Item 1. Changes in Control of Registrant

See Item 2. Acquisition or Disposition of Assets.

Item 2.  Acquisition or Disposition of Assets

         As of September 12, 1996, the Company entered into an agreement (the
"Agreement") with Clear Creek Investments, L.L.C., a Kentucky Limited Liability
Company ("Clear Creek"), and holders of the limited partnership interests in
Jamestown Resort & Marina, Ltd., a Kentucky limited partnership ("JRML"). Clear
Creek is the sole stockholder of Jamestown Resort & Marina, Inc., a Kentucky
corporation ("JRML") which is the general partner of JRML. JRML owns a Resort
and Marina located on Lake Cumberland in South Central Kentucky.

         The Agreement requires the transfer and assignment to Sonoma of the
stock of JRML's general partner and all limited partnership interests. There are
several conditions to closing including the delivery to the Company of an
appraisal which states that the assets of Jamestown, as of the date of the
appraisal, have a fair market value of not less than $10,000,000. That appraisal
has been delivered to the Company. In addition, the Agreement requires that the
Company effect one for 200 reverse split, leaving 300,000 shares issued and
outstanding, and issue 1,700,000 shares to Clear Creek, JRML's stockholder, and
affiliated, related and non-related entities or individuals for the acquisition
of JRML.
========================
● Instruction
Summarize the filing excerpt above in two sentences.

● Information shown
========================
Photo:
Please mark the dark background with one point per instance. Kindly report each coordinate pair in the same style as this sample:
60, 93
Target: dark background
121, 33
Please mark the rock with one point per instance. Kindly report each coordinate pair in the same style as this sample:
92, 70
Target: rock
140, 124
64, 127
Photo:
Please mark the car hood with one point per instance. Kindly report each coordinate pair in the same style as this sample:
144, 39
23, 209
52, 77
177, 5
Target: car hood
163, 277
========================
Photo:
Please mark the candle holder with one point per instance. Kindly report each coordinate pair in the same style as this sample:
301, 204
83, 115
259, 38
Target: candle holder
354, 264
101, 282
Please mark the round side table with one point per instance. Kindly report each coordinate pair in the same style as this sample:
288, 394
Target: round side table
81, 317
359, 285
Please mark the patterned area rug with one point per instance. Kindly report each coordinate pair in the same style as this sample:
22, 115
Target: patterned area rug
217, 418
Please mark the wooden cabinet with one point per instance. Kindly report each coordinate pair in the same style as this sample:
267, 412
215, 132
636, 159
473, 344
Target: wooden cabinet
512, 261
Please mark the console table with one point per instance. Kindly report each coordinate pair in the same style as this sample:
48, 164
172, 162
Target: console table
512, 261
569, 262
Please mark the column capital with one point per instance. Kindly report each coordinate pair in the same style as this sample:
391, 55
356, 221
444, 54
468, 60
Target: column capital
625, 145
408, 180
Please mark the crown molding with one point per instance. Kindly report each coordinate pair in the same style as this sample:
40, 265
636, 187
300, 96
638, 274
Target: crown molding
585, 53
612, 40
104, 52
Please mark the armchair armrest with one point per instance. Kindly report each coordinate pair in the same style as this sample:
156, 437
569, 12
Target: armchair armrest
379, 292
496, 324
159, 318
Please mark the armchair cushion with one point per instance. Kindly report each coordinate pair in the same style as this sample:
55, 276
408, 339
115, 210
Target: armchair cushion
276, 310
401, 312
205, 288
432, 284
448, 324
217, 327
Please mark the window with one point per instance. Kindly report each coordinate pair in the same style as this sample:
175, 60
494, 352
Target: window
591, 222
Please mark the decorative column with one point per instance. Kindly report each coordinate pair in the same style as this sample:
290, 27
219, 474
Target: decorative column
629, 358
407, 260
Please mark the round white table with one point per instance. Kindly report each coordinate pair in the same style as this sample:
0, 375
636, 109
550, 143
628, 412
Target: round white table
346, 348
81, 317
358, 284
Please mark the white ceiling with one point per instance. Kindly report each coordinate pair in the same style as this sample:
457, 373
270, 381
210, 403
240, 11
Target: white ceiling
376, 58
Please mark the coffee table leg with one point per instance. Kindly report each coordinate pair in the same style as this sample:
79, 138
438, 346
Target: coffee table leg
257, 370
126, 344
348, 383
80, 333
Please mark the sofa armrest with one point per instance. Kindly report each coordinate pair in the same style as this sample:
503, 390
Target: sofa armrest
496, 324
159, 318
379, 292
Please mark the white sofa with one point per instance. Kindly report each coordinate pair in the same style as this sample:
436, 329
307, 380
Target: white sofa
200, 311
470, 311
========================
● Answer for this exercise
As of September 12, 1996, the Company agreed with Clear Creek Investments, L.L.C. and the limited partners of Jamestown Resort & Marina, Ltd., which owns a resort and marina on Lake Cumberland in South Central Kentucky, that the stock of the partnership's general partner and all limited partnership interests would be transferred to Sonoma. Conditions to closing include an appraisal valuing the Jamestown assets at not less than $10,000,000, which has been delivered, as well as a one-for-200 reverse split leaving 300,000 shares outstanding and the issuance of 1,700,000 shares to Clear Creek and affiliated, related and non-related entities or individuals for the acquisition.